- DIRECTIVE A:
Using the notes on transformer models below, decide whether each statement agrees with them: (i) UTNet swaps the last convolution of the building block at every resolution, including the highest, for the Transformer module; (ii) in SOTR, the hybrid twin layer gives the best performance; (iii) HandsFormer's FFN is a 3-layer MLP. Answer yes or no for each and quote the words from the notes that decide it.
- DIRECTIVE B:
Answer these questions from the notes on transformer models below.
(i) What kind of position encoding does UTNet use?
(ii) What network serves as SOTR's CNN backbone?
(iii) From which part of the UNet does HandsFormer take its image features?

- SELECTED EXTRACT:

▼

UTNet (U-shape Transformer Networks)

  • Paper: https://arxiv.org/pdf/2107.00781.pdf
  • Pipeline:
    • Apply conv layers to extract local intensity feature, while using self-attention to capture long-range associative information
    • UTNet follows the standard design of UNet, but replace the last conv of the building block in each resolution (except the highest one) with the proposed Transformer module
    • Rather than using the convention MHSA like the standard Transformer, UTNet develops the Efficient MHSA (quite similar to the one in SegFormer):
      • Efficient MHSA: Sub-sample K and V into low-dimensional embedding (reduce size by 8) using Conv1x1 => bilinear interpolation
    • Using 2-dimensional relative position encoding by adding relative height and width information rather than the standard position encoding
  • Code: https://github.com/yhygao/UTNet

SOTR (Segmenting Objects with Transformer)

  • Paper: https://arxiv.org/pdf/2108.06747.pdf
  • Combines the advantages of CNN and Transformer
  • Architecture:
    • Pipeline:
      • Image => CNN Backbone => feature maps in multi-scale => patch recombination + positional embedding => clip-lvel feature sequences/blocks => Transformer => global-level semantic feature => functional heads => class & conv kernel prediction
      • Backbone output => Multi-level upsampling model (with dynamic conv) => dynamic conv(output, Kerner head) => instance masks
    • CNN Backbone: Feature pyramid network
    • Transformer: proposed 2 different transformer designs with Twin attention:
      • Twin attention: simplify the attention matrix with sparse representation (as the self-attention has both quadratic time and memory complicity) => higher computational cost
        • Calculate attention within each column (independent between columns) => calculate attention within each row (independent between rows) => connect together
        • Twin att. has a global receptive field & covers the information along 2 dimension
      • Transformer layer:
        • Pure twin layer: Skip[LayerNorm => Twin Att.] => Skip[LayerNorm => MLP]
        • Hybrid twin layer: Skip[LayerNorm => Twin Att.] => Skip[Conv3x3 => Leaky ReLU => Conv3x3]
        • Hybrid Twin comes with the best performance
    • Multi-level upsampling model: P5 feature map + Positional from transformer + P2-P4 from FPN => [Conv3x3 => Group Norm => Relu, multi stage] => upsample x2, x4, x8 (for P3-P5) => added together => point-wise conv => upsamping => final HxW feature map
  • Code: https://github.com/easton-cau/SOTR

HandsFormer

  • Paper: https://arxiv.org/pdf/2104.14639.pdf
  • Architecute:
    • Image => UNet => Image features (from layers of UNet decoder) + Keypoint heatmap => bilinear interpolation & concat => FFN (3-layer MLP) => concat with keypoint heatmap (with positional encoding) => keypoint representation (likely to correspond to the 2D location of hand joints)

▲

- STUDY MATERIAL:

▼

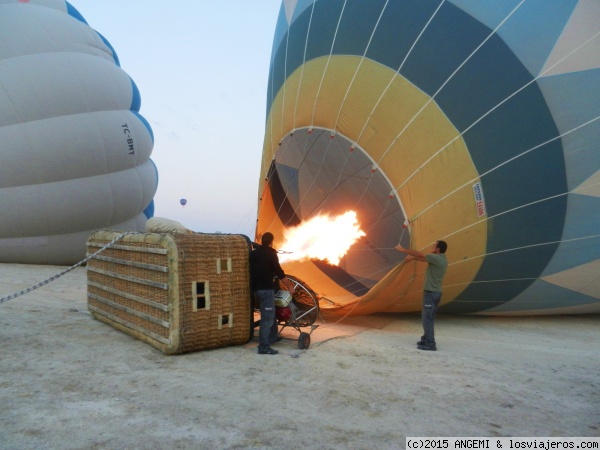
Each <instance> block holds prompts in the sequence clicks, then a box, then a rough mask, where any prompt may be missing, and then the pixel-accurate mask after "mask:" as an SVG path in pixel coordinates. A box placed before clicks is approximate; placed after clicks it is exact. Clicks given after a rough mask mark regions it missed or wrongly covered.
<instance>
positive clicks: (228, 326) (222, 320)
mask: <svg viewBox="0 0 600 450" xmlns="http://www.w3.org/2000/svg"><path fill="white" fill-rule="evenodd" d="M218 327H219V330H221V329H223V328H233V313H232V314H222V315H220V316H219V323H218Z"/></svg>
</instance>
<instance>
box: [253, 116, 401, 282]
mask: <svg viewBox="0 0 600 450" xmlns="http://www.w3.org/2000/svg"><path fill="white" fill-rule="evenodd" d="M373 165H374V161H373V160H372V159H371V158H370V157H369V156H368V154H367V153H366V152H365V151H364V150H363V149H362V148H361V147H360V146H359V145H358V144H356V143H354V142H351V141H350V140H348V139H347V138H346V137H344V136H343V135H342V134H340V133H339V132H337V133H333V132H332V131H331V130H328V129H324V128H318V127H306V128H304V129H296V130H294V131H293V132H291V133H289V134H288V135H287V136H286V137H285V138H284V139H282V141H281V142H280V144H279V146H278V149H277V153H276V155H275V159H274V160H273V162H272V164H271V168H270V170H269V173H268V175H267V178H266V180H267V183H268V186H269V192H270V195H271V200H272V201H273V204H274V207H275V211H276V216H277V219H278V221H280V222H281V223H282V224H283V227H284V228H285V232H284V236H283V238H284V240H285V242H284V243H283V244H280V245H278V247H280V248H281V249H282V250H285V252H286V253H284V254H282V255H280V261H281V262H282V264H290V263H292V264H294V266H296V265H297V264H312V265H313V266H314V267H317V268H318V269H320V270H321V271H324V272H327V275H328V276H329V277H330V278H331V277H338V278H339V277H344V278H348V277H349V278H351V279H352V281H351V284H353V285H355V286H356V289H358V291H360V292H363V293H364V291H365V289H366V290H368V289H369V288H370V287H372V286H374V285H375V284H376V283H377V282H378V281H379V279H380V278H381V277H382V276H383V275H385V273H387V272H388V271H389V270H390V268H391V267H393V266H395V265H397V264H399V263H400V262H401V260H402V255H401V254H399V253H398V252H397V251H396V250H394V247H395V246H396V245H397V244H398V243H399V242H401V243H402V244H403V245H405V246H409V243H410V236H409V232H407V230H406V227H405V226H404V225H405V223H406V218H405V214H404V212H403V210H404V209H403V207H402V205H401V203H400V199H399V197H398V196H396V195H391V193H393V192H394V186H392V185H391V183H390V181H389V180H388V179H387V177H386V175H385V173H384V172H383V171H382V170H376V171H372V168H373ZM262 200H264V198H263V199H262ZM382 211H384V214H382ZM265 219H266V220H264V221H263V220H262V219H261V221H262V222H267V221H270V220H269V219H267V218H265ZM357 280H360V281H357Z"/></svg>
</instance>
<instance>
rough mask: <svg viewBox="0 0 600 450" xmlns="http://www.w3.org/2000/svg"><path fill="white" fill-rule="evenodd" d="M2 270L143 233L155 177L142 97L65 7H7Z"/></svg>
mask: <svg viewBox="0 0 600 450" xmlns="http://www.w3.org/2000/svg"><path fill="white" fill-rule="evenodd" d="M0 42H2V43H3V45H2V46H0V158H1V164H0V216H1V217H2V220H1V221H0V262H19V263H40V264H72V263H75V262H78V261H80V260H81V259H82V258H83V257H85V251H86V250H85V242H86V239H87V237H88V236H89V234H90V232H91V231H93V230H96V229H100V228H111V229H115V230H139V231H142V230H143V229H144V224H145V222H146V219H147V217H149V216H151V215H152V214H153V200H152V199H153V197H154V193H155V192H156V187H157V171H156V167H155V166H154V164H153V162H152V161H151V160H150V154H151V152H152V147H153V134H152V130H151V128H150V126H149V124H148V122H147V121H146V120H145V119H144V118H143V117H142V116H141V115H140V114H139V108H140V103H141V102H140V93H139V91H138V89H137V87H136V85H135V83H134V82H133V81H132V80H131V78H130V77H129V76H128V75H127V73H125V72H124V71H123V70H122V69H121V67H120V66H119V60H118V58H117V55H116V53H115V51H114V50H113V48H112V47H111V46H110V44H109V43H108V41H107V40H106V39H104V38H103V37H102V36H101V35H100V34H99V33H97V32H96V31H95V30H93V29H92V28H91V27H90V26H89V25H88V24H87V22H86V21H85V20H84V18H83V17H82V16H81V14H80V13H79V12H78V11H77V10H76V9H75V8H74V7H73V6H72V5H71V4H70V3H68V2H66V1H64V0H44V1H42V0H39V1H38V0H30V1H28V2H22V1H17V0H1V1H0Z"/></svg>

▲
▼

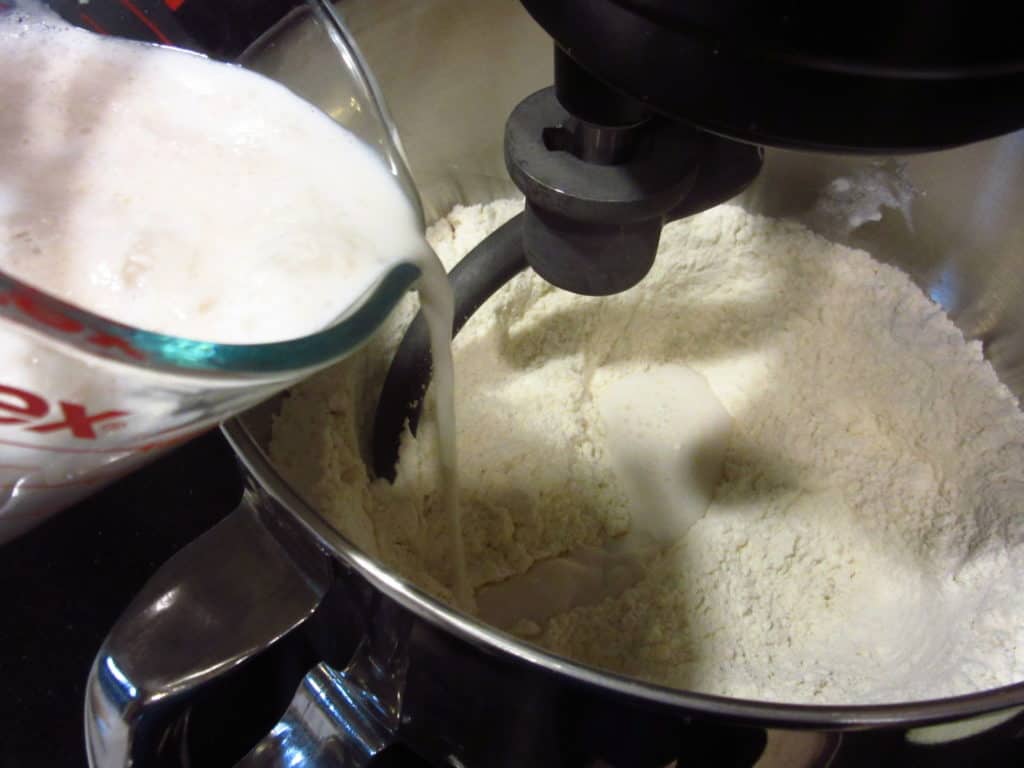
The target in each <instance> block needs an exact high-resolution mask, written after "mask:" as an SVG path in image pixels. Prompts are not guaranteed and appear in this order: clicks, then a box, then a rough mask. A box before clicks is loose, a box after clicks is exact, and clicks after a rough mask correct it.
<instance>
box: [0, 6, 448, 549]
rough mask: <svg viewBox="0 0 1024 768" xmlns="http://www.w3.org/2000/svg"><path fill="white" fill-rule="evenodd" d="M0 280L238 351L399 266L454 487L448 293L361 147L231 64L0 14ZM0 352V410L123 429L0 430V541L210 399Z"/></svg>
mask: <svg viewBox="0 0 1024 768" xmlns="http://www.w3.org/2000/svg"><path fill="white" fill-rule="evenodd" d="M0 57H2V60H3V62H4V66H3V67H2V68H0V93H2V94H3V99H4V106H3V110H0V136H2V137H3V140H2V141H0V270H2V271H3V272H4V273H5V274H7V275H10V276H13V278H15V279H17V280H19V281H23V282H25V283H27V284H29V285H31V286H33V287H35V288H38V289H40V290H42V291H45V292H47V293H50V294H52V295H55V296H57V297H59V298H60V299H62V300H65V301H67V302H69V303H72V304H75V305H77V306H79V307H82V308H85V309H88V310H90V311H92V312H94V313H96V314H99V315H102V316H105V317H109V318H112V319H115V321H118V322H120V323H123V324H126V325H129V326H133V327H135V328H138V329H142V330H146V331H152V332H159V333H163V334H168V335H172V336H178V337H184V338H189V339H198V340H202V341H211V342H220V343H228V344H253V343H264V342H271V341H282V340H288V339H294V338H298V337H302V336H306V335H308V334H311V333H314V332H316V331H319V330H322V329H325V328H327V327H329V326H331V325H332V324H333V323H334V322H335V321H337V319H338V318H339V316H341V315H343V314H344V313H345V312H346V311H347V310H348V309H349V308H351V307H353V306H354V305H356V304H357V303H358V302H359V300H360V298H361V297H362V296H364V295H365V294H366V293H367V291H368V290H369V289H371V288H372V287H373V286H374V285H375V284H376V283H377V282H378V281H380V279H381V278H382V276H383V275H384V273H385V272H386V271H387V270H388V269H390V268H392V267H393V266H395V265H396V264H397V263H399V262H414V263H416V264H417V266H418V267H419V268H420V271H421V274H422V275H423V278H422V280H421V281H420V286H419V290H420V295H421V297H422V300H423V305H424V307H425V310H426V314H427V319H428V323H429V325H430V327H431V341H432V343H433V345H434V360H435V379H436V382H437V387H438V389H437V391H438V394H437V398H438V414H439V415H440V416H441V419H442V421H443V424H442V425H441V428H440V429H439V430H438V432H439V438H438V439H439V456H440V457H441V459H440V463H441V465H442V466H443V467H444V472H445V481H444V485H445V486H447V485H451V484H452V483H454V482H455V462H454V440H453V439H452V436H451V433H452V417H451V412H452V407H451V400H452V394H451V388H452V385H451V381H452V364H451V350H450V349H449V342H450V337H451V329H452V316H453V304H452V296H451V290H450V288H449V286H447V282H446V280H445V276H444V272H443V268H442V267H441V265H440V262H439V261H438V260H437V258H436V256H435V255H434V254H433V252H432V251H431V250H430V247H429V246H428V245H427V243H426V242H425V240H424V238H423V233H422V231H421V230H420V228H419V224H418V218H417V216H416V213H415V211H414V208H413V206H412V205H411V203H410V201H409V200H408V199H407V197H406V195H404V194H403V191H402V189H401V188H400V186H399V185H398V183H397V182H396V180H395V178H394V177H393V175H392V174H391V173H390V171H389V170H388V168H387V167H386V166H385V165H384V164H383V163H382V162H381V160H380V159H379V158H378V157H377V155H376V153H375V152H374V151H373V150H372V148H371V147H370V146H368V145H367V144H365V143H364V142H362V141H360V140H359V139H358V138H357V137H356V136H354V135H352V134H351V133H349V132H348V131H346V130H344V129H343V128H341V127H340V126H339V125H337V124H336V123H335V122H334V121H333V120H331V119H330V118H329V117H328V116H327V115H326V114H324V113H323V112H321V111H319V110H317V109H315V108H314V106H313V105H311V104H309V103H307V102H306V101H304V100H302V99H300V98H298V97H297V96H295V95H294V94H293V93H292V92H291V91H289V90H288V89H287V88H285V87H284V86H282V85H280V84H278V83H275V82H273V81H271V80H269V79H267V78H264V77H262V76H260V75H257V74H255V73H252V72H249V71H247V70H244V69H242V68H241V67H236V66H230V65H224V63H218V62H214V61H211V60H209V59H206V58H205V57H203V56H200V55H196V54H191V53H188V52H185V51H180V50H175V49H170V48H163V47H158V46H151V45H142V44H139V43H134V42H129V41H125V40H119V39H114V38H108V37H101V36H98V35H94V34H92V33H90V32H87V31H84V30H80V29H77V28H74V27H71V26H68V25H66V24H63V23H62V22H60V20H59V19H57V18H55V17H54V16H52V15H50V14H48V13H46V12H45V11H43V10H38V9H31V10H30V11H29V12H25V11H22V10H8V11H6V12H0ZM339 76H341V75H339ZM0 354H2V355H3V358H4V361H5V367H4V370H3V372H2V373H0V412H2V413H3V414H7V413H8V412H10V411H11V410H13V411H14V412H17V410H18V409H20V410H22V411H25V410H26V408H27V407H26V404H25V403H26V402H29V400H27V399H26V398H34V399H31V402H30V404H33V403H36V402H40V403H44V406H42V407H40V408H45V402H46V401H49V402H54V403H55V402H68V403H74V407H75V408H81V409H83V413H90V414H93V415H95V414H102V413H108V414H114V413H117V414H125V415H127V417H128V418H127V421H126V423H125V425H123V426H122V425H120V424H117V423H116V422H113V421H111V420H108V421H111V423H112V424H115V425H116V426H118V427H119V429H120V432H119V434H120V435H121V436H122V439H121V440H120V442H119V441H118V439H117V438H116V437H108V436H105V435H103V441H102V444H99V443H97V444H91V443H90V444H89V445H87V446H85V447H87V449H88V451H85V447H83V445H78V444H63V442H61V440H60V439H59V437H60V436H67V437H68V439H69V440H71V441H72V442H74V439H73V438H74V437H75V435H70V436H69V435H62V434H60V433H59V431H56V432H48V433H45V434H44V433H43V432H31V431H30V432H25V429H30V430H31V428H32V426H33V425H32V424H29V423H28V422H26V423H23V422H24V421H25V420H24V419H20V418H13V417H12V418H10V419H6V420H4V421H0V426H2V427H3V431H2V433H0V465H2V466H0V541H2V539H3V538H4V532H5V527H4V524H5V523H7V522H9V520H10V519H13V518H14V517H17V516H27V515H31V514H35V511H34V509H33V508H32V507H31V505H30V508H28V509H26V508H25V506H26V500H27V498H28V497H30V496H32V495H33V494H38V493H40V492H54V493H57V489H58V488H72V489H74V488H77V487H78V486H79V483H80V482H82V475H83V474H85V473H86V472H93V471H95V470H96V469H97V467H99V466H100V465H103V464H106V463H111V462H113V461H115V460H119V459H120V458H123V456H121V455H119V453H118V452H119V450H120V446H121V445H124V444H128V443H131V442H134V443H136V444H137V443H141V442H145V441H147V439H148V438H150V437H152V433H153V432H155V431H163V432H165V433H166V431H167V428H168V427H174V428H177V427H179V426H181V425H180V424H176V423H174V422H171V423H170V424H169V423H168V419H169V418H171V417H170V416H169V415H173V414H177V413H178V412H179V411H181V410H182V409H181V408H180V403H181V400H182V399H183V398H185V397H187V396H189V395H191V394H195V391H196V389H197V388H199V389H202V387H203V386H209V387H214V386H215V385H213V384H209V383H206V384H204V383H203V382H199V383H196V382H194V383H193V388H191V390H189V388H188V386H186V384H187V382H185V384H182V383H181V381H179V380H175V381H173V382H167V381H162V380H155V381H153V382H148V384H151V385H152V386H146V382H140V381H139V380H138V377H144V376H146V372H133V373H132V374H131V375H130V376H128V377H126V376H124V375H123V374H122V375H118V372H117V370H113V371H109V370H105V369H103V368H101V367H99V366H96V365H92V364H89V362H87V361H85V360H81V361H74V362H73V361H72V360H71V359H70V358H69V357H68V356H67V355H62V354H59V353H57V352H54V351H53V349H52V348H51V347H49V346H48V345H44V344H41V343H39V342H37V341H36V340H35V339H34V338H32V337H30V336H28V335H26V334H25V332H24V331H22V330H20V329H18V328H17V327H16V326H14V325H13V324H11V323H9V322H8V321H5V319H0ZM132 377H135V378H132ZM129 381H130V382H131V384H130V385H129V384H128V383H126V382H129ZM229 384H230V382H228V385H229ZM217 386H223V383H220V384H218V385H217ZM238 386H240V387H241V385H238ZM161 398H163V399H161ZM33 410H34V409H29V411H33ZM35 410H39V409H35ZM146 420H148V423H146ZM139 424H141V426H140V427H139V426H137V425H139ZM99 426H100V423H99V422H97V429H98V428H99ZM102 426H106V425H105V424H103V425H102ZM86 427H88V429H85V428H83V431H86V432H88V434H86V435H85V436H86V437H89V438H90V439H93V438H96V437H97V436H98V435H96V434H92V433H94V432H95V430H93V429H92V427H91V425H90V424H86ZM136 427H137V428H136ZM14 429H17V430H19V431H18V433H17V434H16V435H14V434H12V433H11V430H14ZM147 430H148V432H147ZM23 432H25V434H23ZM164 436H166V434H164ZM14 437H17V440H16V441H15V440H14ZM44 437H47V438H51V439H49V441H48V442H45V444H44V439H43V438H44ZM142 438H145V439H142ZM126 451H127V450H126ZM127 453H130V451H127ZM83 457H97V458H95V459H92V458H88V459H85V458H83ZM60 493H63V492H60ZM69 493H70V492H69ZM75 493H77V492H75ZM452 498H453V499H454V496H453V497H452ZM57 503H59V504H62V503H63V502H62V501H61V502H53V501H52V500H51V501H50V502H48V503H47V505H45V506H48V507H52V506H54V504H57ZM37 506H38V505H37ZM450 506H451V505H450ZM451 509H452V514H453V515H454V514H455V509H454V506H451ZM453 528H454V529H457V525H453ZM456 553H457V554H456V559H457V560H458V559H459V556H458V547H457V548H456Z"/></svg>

▲
▼

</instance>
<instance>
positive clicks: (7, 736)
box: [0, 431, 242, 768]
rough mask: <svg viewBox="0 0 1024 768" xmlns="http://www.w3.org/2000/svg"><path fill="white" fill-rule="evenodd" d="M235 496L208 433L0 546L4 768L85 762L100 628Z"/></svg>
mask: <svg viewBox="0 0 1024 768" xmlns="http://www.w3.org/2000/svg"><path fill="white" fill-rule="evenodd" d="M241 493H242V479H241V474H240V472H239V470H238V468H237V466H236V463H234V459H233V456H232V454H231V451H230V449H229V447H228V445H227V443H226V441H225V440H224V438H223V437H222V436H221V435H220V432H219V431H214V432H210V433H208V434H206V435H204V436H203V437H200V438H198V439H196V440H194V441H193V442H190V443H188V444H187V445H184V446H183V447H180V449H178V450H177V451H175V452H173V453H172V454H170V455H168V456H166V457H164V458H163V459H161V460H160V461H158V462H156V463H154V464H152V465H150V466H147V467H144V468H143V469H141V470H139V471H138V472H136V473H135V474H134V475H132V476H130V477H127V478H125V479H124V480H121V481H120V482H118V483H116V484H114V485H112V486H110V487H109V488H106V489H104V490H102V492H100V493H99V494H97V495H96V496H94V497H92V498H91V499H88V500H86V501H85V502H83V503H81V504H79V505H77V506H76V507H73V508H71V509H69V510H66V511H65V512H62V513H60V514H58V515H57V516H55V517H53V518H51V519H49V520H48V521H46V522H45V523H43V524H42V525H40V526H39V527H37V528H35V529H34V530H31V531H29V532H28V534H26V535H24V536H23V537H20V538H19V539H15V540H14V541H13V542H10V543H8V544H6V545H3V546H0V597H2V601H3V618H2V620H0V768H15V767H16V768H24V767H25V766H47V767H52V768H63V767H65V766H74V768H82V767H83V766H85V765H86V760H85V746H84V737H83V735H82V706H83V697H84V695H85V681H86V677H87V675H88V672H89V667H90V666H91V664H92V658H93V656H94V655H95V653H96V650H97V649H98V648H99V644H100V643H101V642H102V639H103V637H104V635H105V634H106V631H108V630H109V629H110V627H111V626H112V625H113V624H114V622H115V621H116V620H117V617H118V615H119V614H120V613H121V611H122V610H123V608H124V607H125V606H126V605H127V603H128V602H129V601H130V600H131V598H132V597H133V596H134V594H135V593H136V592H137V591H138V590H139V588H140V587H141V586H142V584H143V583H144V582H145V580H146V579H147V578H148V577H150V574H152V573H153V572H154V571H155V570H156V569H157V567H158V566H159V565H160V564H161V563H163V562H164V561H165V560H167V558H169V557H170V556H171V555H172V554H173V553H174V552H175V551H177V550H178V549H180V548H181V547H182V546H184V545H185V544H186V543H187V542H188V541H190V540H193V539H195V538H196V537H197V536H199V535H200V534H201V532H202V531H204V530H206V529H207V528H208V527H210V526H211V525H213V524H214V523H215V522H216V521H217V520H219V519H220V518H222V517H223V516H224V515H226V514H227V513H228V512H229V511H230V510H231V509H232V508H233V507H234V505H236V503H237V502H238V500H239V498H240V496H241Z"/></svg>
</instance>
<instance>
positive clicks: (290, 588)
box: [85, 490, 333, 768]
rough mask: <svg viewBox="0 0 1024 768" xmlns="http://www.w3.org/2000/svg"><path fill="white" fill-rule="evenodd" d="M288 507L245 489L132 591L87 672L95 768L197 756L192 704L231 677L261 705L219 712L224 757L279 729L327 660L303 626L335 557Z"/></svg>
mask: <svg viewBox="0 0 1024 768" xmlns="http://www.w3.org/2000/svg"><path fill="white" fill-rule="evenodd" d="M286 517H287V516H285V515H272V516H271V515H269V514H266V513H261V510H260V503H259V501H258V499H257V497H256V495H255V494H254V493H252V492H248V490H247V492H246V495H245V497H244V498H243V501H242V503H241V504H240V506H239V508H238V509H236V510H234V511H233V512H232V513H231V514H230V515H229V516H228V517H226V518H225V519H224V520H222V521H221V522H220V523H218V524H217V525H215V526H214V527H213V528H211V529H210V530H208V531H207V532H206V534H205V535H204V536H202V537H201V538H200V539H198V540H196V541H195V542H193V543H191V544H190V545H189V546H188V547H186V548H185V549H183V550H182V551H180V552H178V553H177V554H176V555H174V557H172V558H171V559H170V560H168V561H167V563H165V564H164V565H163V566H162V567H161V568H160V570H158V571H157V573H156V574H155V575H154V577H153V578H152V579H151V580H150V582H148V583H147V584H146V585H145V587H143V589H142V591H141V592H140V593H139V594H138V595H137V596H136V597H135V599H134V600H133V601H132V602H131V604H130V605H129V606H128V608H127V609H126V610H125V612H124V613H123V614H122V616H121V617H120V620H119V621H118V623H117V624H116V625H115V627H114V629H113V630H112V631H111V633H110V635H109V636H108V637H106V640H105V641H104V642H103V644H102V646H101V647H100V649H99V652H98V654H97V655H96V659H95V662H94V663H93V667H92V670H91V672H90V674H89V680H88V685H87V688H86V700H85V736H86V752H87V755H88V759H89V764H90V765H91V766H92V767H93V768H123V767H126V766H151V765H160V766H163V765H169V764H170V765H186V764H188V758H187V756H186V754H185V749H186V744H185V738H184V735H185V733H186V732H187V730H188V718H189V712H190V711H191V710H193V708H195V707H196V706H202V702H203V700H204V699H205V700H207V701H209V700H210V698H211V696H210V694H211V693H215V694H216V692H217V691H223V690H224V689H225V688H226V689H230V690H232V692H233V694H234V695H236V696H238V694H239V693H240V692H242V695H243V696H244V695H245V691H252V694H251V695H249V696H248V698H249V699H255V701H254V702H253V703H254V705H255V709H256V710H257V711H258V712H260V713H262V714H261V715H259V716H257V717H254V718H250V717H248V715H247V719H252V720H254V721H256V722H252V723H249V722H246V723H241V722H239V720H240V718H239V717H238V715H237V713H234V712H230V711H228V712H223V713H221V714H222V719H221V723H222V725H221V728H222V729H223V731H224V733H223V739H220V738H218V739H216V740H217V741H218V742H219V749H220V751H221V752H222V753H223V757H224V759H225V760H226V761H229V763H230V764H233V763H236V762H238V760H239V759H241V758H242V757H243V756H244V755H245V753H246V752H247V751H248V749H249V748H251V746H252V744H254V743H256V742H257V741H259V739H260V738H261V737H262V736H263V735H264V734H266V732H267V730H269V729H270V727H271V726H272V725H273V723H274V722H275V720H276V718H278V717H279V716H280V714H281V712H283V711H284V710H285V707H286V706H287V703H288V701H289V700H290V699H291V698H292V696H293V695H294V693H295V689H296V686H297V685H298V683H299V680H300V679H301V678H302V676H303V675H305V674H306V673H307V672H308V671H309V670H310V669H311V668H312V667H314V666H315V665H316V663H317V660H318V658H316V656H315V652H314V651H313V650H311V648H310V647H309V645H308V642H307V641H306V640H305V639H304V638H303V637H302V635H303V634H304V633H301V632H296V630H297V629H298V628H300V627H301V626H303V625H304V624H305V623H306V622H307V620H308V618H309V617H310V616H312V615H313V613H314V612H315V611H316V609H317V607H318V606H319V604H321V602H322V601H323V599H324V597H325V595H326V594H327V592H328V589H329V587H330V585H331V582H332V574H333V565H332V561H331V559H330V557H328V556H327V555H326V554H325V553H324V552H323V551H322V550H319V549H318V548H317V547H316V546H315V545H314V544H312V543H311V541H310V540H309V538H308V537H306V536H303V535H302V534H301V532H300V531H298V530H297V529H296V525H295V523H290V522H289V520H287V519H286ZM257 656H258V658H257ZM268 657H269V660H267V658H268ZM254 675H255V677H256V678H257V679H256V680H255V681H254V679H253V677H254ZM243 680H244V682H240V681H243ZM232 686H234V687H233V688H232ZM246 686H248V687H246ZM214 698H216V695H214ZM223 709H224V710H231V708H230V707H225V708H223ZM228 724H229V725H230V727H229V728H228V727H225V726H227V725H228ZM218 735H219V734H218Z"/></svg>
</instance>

▲

- SOLUTION A:
(i) No: "replace the last conv of the building block in each resolution (except the highest one) with the proposed Transformer module"
(ii) Yes: "Hybrid Twin comes with the best performance"
(iii) Yes: "FFN (3-layer MLP)"

- SOLUTION B:
(i) 2-dimensional relative position encoding, which adds relative height and width information
(ii) A feature pyramid network
(iii) From layers of the UNet decoder